[BEGIN EXTRACTED ENTRIES]
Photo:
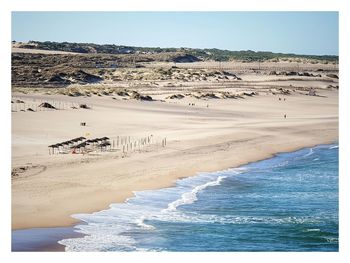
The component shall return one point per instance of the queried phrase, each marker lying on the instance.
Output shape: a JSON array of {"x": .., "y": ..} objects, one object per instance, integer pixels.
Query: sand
[{"x": 211, "y": 135}]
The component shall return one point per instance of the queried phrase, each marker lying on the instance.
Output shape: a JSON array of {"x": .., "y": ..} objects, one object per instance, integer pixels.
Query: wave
[
  {"x": 311, "y": 151},
  {"x": 190, "y": 197},
  {"x": 107, "y": 229}
]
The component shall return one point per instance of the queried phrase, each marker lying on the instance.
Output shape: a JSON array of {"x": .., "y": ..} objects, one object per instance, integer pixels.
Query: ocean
[{"x": 285, "y": 203}]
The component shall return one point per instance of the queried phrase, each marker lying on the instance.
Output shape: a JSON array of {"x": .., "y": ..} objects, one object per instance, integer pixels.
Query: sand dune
[{"x": 207, "y": 135}]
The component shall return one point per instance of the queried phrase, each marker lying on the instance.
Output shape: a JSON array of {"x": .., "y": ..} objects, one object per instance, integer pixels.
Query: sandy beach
[{"x": 202, "y": 135}]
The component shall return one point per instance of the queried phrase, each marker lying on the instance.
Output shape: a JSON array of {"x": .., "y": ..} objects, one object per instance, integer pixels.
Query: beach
[{"x": 202, "y": 135}]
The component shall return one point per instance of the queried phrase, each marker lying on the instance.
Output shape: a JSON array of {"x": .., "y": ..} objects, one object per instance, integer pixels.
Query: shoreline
[
  {"x": 52, "y": 244},
  {"x": 228, "y": 133}
]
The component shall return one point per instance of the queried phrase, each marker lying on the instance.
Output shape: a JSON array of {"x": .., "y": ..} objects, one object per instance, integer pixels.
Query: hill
[{"x": 186, "y": 54}]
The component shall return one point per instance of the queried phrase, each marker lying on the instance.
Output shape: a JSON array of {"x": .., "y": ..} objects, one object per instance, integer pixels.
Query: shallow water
[{"x": 286, "y": 203}]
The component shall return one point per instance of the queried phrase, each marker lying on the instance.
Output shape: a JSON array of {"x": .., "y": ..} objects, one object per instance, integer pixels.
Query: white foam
[
  {"x": 311, "y": 151},
  {"x": 190, "y": 197},
  {"x": 140, "y": 222},
  {"x": 108, "y": 230}
]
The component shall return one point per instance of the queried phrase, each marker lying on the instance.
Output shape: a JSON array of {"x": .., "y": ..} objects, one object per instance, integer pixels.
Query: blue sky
[{"x": 314, "y": 33}]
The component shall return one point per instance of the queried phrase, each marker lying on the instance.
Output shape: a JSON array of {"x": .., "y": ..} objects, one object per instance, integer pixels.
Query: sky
[{"x": 312, "y": 33}]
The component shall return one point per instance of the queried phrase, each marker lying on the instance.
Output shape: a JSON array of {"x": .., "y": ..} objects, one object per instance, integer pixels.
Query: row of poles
[{"x": 126, "y": 144}]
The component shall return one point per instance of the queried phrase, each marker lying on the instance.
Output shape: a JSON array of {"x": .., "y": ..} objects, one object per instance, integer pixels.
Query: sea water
[{"x": 286, "y": 203}]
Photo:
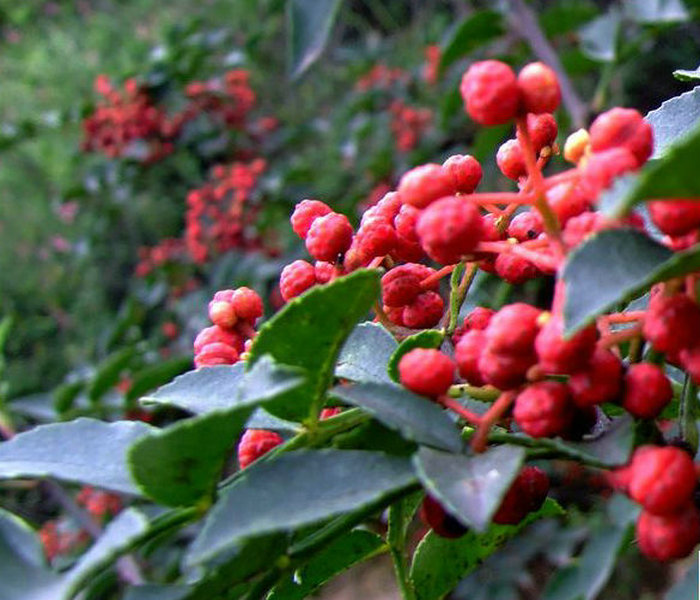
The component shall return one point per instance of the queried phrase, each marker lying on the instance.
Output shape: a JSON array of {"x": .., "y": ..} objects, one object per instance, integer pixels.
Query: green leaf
[
  {"x": 599, "y": 37},
  {"x": 687, "y": 74},
  {"x": 651, "y": 12},
  {"x": 633, "y": 262},
  {"x": 586, "y": 577},
  {"x": 674, "y": 119},
  {"x": 469, "y": 487},
  {"x": 153, "y": 376},
  {"x": 181, "y": 465},
  {"x": 673, "y": 177},
  {"x": 84, "y": 451},
  {"x": 201, "y": 391},
  {"x": 109, "y": 372},
  {"x": 348, "y": 550},
  {"x": 414, "y": 417},
  {"x": 366, "y": 353},
  {"x": 296, "y": 489},
  {"x": 128, "y": 527},
  {"x": 477, "y": 29},
  {"x": 430, "y": 338},
  {"x": 309, "y": 24},
  {"x": 440, "y": 563},
  {"x": 309, "y": 333}
]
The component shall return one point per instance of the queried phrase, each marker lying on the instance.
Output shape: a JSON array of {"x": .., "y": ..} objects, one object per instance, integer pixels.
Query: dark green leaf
[
  {"x": 84, "y": 451},
  {"x": 416, "y": 418},
  {"x": 296, "y": 489},
  {"x": 343, "y": 553},
  {"x": 309, "y": 24},
  {"x": 599, "y": 37},
  {"x": 687, "y": 75},
  {"x": 469, "y": 487},
  {"x": 586, "y": 577},
  {"x": 309, "y": 333},
  {"x": 633, "y": 262},
  {"x": 651, "y": 12},
  {"x": 477, "y": 29},
  {"x": 440, "y": 563},
  {"x": 430, "y": 338},
  {"x": 156, "y": 375},
  {"x": 366, "y": 353},
  {"x": 674, "y": 119}
]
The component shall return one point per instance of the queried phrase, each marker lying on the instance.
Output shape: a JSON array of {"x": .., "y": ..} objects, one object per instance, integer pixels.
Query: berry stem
[{"x": 492, "y": 416}]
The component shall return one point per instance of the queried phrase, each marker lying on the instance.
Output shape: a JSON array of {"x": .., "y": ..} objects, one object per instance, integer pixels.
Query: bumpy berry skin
[
  {"x": 305, "y": 213},
  {"x": 623, "y": 127},
  {"x": 514, "y": 328},
  {"x": 467, "y": 353},
  {"x": 662, "y": 479},
  {"x": 254, "y": 444},
  {"x": 490, "y": 92},
  {"x": 671, "y": 322},
  {"x": 669, "y": 537},
  {"x": 465, "y": 172},
  {"x": 426, "y": 372},
  {"x": 539, "y": 88},
  {"x": 296, "y": 278},
  {"x": 559, "y": 355},
  {"x": 216, "y": 353},
  {"x": 248, "y": 304},
  {"x": 329, "y": 237},
  {"x": 222, "y": 312},
  {"x": 510, "y": 160},
  {"x": 675, "y": 217},
  {"x": 544, "y": 409},
  {"x": 449, "y": 228},
  {"x": 647, "y": 391},
  {"x": 439, "y": 520},
  {"x": 423, "y": 185},
  {"x": 600, "y": 381},
  {"x": 424, "y": 311},
  {"x": 525, "y": 495}
]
[END EXTRACTED ENTRIES]
- _REQUIREMENT_: Without the pictures, reproduce every line of the records above exactly.

- _THE ANSWER_:
Photo:
The component shall return one point per instance of the queried phrase, each marker lying on the instance.
Output shape: a JSON array of {"x": .., "y": ..} objects, one object per instance, integer pixels.
Query: sand
[{"x": 211, "y": 135}]
The component shall return one point per instance of the queried phrase, each marker lying on the instance.
Output shape: a JSON array of {"x": .., "y": ..} objects, one object per instance, integer pixels.
Query: wave
[
  {"x": 311, "y": 151},
  {"x": 190, "y": 197},
  {"x": 107, "y": 229}
]
The component shall return one point per instance of the queried phrase, each marker lying on the instance.
Output shape: a JSON array of {"x": .., "y": ..} objects, one object per instance, integer pixels.
Query: ocean
[{"x": 285, "y": 203}]
The component shall return one point per instance of the queried phrase, each marker lying on the instance.
Output shape: a JSON array of {"x": .., "y": ..} objects, one object per instance, integer pixels.
Query: sand dune
[{"x": 207, "y": 135}]
The component shall return one point per instance of the queried phrase, each marker lying on the instance.
Output shape: a JSON array of {"x": .., "y": ..} objects, one object per instance, integer pixels.
Query: sandy beach
[{"x": 202, "y": 135}]
The component shall return one point per instance of the queried phrase, each marker lying on the instance.
Output shape: a JSON array of {"x": .., "y": ..} objects, one object per instance, integer pixels.
Query: beach
[{"x": 202, "y": 135}]
The component shall return one point per instance of the queried phrase, each marker lying on the instance.
Output shape: a JSON array of {"x": .., "y": ..} objects, one object per instance, integer pixels.
Query: shoreline
[
  {"x": 52, "y": 244},
  {"x": 228, "y": 133}
]
The component shall return one point per instance of the queried phrase, each marker lying on the instance.
Output shape: a JSON array of {"x": .., "y": ..} objects, one object per instance, integer pixels.
Query: hill
[{"x": 186, "y": 54}]
The component shall return one point per instance of the queried phrase, each marker lying on the instance.
Output shape: a JSON array of {"x": .., "y": ..} objects, one object per instance, integer pixels.
Query: shallow water
[{"x": 286, "y": 203}]
The component shall return one point per instance of the queried phrase, each marker lying on the instance.
Output shape: a JSON array of {"x": .., "y": ..} objects, one object per instance, integer pixels.
Query: white foam
[
  {"x": 311, "y": 151},
  {"x": 190, "y": 197},
  {"x": 140, "y": 222},
  {"x": 108, "y": 230}
]
The component shall return one point per instance of the queried phrase, each marker lying on the instance.
Output shape: a JSON array of {"x": .., "y": ..} objects, one object per instance, integer pixels.
Query: blue sky
[{"x": 314, "y": 33}]
The component shall return one point per instance of the queried phrase, each marker lying on the instance.
Output shape: a JSON array of {"x": .., "y": ..} objects, one object per instance, integer pixels.
Query: sky
[{"x": 312, "y": 33}]
The component shall return one point per instance of the queried phrase, each marker lying on the instance.
Output shape: a JSON array of {"x": .., "y": ..} objects, one object per instance, integer pixels.
Query: row of poles
[{"x": 126, "y": 144}]
The component shall return one point per instance of the queried phrase, each marker lying on the instance.
Output shape: a JSON array of {"x": .., "y": ..} objects, one object per instance, integer pixels.
Query: sea water
[{"x": 286, "y": 203}]
Photo:
The component shall return one point per instance of the queried phrase, each marker lying on the instance.
Output shape: a JSON array of {"x": .., "y": ..} objects, one object per instance, integer pixels.
Query: green leaf
[
  {"x": 599, "y": 37},
  {"x": 687, "y": 74},
  {"x": 651, "y": 12},
  {"x": 633, "y": 262},
  {"x": 586, "y": 577},
  {"x": 674, "y": 119},
  {"x": 469, "y": 487},
  {"x": 153, "y": 376},
  {"x": 181, "y": 465},
  {"x": 673, "y": 177},
  {"x": 84, "y": 451},
  {"x": 201, "y": 391},
  {"x": 109, "y": 372},
  {"x": 348, "y": 550},
  {"x": 414, "y": 417},
  {"x": 366, "y": 353},
  {"x": 296, "y": 489},
  {"x": 128, "y": 527},
  {"x": 477, "y": 29},
  {"x": 430, "y": 338},
  {"x": 309, "y": 24},
  {"x": 440, "y": 563},
  {"x": 309, "y": 333}
]
The component shall return one point per instance of the queried phrase, each marker lying on the instance.
Output shape: a JSON array of {"x": .., "y": ..} objects, one object per instance, integer pixels.
Query: dark green leaf
[
  {"x": 84, "y": 451},
  {"x": 416, "y": 418},
  {"x": 296, "y": 489},
  {"x": 343, "y": 553},
  {"x": 309, "y": 24},
  {"x": 599, "y": 37},
  {"x": 687, "y": 75},
  {"x": 469, "y": 487},
  {"x": 586, "y": 577},
  {"x": 309, "y": 333},
  {"x": 633, "y": 262},
  {"x": 651, "y": 12},
  {"x": 477, "y": 29},
  {"x": 440, "y": 563},
  {"x": 430, "y": 338},
  {"x": 156, "y": 375},
  {"x": 366, "y": 353},
  {"x": 674, "y": 119}
]
The component shall return one point per instance of the queried phrase, each marker lying on the instance.
Output shape: a JSON array of {"x": .., "y": ..} objects, one object per instance, integer pixels.
Query: berry stem
[{"x": 492, "y": 416}]
The component shall return one point per instance of the queried phrase, each marker lying on the instance.
Output shape: a JSON array of {"x": .., "y": ..} objects, one object per instance, integer pixels.
Query: bumpy berry skin
[
  {"x": 305, "y": 213},
  {"x": 623, "y": 127},
  {"x": 514, "y": 328},
  {"x": 467, "y": 353},
  {"x": 662, "y": 479},
  {"x": 254, "y": 444},
  {"x": 490, "y": 92},
  {"x": 671, "y": 322},
  {"x": 669, "y": 537},
  {"x": 465, "y": 172},
  {"x": 426, "y": 372},
  {"x": 539, "y": 88},
  {"x": 296, "y": 278},
  {"x": 559, "y": 355},
  {"x": 216, "y": 353},
  {"x": 248, "y": 304},
  {"x": 329, "y": 237},
  {"x": 222, "y": 312},
  {"x": 510, "y": 160},
  {"x": 675, "y": 217},
  {"x": 544, "y": 409},
  {"x": 449, "y": 228},
  {"x": 647, "y": 391},
  {"x": 439, "y": 520},
  {"x": 423, "y": 185},
  {"x": 600, "y": 381},
  {"x": 424, "y": 311},
  {"x": 525, "y": 495}
]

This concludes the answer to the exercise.